» Goal of the exercise:
Wherever the word "marble" appears in the entries, copy the whole line.

Stored records
━━━━━━━━━━━━━━━━━━━━━━━━━━━━━━

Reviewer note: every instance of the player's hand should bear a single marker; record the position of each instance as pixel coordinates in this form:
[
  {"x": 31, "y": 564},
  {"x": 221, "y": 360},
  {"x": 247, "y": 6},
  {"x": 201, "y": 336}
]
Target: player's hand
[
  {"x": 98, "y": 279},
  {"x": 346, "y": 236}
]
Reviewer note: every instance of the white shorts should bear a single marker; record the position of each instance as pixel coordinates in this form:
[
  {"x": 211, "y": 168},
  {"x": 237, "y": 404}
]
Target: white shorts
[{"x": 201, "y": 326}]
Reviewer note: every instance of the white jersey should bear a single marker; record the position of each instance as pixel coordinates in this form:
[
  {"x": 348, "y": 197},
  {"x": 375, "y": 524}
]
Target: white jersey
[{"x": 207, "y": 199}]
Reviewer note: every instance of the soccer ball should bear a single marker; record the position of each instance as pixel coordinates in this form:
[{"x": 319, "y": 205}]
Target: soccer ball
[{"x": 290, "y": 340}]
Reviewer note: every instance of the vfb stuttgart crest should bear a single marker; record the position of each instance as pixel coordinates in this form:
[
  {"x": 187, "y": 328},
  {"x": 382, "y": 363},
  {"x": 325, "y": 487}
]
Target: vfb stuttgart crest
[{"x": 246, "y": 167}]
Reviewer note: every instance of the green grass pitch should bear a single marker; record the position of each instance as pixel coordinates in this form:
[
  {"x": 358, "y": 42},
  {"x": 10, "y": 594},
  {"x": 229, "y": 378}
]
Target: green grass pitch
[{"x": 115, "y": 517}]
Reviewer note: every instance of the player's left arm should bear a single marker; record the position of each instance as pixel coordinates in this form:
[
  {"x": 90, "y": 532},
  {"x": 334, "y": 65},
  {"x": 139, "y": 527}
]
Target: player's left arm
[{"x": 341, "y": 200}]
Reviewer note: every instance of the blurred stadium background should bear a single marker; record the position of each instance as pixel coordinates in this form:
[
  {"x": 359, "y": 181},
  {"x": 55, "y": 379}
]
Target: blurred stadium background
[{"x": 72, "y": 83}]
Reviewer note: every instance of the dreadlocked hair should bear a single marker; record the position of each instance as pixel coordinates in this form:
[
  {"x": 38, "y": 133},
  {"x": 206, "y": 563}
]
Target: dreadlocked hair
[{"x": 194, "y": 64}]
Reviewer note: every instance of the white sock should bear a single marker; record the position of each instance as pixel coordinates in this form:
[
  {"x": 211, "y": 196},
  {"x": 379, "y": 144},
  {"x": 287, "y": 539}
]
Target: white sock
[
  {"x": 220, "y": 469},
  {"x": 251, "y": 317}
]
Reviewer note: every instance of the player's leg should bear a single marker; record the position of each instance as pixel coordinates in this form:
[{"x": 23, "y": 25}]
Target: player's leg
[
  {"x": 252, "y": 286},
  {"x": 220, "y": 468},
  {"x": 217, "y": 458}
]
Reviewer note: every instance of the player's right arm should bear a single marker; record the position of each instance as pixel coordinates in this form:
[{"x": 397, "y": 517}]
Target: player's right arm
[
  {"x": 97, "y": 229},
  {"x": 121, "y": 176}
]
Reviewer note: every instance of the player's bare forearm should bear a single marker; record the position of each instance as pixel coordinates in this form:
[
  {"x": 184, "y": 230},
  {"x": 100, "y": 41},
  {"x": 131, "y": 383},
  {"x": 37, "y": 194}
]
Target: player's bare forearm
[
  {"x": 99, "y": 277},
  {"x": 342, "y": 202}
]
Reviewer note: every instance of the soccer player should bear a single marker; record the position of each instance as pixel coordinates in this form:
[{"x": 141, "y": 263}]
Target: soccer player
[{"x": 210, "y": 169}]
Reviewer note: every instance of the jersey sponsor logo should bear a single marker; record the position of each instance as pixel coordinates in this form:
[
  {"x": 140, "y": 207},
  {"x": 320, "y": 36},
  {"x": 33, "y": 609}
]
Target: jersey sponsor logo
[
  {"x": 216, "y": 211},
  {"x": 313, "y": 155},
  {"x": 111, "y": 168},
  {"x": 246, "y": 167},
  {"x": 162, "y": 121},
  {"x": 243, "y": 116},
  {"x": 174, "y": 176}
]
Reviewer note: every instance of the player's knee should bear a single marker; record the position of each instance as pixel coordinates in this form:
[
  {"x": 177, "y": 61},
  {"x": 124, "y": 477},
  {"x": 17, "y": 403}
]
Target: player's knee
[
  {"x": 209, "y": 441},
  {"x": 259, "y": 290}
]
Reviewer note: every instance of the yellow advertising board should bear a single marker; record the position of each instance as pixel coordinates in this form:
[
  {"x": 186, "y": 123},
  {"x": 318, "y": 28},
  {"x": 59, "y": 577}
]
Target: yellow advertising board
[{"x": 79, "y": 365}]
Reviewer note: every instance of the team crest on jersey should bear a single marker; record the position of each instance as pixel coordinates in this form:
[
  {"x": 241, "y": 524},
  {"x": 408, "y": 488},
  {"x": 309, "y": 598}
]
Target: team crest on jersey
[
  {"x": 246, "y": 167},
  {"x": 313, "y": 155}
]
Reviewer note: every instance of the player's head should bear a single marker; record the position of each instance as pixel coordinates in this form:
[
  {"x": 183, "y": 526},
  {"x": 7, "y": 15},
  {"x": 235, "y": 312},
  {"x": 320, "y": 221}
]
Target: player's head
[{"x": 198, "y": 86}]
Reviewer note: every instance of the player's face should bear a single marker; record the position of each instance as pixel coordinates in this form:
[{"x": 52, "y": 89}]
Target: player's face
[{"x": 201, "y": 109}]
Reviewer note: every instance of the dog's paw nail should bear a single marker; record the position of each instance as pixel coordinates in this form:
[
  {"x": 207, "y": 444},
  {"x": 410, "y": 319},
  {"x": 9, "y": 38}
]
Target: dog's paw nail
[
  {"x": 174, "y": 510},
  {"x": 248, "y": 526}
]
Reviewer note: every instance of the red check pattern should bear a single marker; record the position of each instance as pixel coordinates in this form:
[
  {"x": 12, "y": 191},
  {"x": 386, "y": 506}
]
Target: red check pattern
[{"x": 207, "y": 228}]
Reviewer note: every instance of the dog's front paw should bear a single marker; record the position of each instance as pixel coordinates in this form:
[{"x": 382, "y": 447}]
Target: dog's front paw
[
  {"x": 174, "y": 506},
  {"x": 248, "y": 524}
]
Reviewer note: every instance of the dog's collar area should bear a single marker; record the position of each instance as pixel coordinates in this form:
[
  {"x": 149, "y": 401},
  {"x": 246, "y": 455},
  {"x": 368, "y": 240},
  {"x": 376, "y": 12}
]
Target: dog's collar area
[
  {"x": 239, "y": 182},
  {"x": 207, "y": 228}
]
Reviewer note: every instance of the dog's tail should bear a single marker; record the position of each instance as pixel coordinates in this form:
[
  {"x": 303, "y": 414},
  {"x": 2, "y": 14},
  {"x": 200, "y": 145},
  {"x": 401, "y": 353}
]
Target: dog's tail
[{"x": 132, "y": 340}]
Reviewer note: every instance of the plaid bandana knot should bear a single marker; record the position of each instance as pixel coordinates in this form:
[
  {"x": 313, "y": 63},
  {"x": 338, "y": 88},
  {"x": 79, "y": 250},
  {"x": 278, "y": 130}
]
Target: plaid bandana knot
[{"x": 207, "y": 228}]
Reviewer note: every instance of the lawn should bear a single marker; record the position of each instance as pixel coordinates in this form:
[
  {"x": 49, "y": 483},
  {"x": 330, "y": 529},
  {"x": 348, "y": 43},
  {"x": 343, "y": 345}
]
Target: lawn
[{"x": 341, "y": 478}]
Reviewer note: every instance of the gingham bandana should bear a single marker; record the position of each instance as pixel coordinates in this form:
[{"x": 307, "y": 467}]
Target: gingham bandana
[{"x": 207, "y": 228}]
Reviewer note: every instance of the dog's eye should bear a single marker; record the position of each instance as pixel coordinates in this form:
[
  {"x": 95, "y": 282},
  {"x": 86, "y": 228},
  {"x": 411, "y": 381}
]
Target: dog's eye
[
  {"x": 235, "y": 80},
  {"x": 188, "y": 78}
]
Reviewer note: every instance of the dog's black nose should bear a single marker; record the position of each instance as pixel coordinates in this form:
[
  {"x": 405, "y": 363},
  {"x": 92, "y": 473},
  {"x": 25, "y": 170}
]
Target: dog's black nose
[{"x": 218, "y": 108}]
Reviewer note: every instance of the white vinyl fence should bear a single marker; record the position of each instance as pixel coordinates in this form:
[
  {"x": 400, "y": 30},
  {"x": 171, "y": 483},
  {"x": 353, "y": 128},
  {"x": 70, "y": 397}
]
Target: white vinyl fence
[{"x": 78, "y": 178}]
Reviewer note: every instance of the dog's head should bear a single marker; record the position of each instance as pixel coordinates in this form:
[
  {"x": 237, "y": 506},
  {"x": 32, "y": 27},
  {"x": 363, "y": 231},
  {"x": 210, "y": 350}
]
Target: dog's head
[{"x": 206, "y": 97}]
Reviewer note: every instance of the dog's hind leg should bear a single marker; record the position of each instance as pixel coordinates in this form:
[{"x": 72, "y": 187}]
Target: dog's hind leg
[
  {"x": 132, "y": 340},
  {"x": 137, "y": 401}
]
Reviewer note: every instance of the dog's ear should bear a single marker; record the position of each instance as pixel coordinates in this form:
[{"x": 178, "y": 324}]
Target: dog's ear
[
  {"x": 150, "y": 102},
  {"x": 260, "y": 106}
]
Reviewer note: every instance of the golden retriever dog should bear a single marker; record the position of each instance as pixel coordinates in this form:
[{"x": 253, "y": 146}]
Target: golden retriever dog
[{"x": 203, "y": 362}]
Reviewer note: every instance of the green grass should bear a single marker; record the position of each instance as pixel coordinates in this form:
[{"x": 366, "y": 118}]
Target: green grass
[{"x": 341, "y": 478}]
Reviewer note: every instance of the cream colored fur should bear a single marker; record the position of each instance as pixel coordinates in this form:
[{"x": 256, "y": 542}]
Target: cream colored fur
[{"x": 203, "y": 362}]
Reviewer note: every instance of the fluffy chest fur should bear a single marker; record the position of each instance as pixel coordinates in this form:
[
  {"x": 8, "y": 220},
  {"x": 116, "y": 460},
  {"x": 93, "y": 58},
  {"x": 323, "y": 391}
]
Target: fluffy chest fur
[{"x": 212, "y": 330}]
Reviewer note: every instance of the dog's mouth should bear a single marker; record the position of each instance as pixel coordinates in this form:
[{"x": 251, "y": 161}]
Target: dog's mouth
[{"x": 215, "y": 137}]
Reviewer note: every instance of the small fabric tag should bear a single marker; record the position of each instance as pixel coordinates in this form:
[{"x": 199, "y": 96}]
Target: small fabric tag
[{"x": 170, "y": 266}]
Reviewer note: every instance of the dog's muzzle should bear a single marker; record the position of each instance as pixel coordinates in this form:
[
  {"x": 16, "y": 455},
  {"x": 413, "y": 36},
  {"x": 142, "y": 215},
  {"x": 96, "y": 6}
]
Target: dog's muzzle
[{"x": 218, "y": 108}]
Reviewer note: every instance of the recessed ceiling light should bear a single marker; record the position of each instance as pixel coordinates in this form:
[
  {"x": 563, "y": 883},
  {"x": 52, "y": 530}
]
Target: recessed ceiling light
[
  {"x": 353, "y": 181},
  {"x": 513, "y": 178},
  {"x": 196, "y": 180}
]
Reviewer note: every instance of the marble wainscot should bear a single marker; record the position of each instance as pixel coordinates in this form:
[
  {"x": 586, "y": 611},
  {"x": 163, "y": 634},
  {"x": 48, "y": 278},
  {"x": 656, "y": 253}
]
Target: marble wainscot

━━━━━━━━━━━━━━━━━━━━━━━━━━━━━━

» Solution below:
Reviewer note: every instance of the marble wainscot should bear a single marker; record the position of each instance as pixel coordinates in this form:
Target: marble wainscot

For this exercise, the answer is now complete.